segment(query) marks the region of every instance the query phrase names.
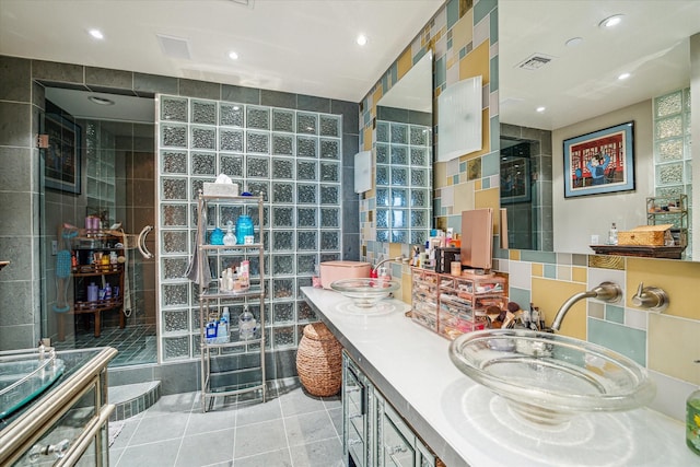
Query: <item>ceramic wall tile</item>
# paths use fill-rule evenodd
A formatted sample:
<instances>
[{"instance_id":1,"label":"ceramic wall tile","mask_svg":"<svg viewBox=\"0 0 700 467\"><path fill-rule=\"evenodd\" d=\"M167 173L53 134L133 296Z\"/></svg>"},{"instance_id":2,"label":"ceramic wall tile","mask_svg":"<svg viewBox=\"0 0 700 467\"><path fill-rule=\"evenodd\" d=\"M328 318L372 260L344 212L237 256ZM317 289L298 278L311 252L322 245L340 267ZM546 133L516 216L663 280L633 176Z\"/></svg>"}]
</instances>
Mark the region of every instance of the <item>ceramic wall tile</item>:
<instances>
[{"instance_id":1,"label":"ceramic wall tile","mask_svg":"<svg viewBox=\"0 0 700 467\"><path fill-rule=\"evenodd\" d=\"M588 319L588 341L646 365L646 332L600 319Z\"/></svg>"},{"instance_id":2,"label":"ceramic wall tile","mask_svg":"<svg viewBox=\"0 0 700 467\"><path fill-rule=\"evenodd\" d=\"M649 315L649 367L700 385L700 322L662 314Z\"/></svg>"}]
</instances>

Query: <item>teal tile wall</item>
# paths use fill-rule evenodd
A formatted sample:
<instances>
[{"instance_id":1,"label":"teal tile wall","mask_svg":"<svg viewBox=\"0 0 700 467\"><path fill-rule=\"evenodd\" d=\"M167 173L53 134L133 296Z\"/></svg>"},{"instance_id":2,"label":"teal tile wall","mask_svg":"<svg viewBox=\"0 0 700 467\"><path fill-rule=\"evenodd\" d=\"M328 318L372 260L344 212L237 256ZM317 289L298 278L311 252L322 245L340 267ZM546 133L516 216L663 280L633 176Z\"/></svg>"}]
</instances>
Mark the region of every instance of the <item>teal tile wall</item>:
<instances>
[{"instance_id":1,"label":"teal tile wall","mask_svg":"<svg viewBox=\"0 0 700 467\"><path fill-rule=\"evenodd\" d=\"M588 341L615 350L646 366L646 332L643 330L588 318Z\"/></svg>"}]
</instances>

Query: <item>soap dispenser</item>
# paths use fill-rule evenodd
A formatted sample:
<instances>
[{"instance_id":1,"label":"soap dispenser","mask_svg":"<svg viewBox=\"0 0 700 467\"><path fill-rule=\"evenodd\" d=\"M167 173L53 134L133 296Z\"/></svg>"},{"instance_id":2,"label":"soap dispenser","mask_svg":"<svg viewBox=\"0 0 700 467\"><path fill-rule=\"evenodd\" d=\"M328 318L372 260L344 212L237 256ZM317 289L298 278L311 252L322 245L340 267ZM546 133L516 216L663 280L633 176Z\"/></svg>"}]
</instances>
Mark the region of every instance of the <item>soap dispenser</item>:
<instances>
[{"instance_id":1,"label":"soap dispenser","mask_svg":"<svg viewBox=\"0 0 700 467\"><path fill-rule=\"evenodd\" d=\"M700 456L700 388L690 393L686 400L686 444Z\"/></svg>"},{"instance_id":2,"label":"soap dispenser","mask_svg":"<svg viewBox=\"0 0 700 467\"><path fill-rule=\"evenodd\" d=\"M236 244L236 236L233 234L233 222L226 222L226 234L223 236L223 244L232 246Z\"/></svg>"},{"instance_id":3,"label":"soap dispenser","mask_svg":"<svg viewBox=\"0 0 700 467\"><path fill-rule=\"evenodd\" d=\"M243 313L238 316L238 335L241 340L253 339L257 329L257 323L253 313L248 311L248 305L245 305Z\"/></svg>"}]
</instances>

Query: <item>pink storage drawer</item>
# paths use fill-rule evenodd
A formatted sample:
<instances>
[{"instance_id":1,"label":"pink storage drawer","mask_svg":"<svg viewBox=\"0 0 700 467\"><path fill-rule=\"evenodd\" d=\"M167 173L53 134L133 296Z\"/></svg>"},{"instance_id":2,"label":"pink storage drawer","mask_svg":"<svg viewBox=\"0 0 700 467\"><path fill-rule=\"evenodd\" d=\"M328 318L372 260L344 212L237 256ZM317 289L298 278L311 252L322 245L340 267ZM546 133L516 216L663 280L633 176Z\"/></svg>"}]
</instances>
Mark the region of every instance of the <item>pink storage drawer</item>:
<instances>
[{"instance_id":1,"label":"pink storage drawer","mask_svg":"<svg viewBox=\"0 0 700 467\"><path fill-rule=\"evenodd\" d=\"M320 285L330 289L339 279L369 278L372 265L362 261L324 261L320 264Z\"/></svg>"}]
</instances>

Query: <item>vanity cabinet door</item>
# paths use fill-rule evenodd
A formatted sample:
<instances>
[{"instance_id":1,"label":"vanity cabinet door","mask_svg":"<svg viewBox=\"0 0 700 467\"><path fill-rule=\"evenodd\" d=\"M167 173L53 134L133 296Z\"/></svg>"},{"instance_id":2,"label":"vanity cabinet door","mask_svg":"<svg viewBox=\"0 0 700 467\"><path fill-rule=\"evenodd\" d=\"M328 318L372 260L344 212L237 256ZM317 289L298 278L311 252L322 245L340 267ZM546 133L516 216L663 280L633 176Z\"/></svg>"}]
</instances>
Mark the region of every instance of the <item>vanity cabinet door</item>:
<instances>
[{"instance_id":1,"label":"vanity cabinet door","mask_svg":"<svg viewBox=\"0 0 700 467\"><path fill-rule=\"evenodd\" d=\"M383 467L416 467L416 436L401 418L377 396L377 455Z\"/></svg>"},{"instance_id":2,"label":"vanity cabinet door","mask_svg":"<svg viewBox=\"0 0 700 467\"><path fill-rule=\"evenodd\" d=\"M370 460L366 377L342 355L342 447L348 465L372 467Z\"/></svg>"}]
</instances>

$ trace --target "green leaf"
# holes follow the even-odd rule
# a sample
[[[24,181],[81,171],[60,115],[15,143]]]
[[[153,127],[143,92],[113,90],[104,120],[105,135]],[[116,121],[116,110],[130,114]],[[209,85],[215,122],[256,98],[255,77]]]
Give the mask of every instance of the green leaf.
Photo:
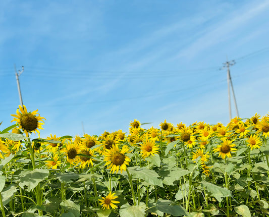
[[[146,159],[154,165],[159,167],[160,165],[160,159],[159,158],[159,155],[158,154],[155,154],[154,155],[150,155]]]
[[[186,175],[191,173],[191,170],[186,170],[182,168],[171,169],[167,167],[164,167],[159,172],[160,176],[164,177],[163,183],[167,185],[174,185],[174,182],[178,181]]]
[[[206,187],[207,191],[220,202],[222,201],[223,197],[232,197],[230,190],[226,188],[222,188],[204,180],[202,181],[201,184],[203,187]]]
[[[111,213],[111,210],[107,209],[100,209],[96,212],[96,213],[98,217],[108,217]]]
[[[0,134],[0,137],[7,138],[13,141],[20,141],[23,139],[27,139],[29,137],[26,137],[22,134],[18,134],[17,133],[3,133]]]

________________

▶ Work required:
Report each line of the listing above that contains the word "vanity". Case matters.

▶ Task result:
Query: <item>vanity cabinet door</item>
[{"instance_id":1,"label":"vanity cabinet door","mask_svg":"<svg viewBox=\"0 0 700 467\"><path fill-rule=\"evenodd\" d=\"M167 173L53 134L133 296Z\"/></svg>"},{"instance_id":2,"label":"vanity cabinet door","mask_svg":"<svg viewBox=\"0 0 700 467\"><path fill-rule=\"evenodd\" d=\"M328 318L372 260L344 212L237 256ZM317 289L298 278L311 252L322 245L340 267ZM546 133L516 216L663 280L633 176Z\"/></svg>"}]
Mark the region of every instance of the <item>vanity cabinet door</item>:
[{"instance_id":1,"label":"vanity cabinet door","mask_svg":"<svg viewBox=\"0 0 700 467\"><path fill-rule=\"evenodd\" d=\"M383 467L416 467L416 436L401 418L377 396L377 455Z\"/></svg>"},{"instance_id":2,"label":"vanity cabinet door","mask_svg":"<svg viewBox=\"0 0 700 467\"><path fill-rule=\"evenodd\" d=\"M370 460L366 377L342 355L342 447L348 465L372 467Z\"/></svg>"}]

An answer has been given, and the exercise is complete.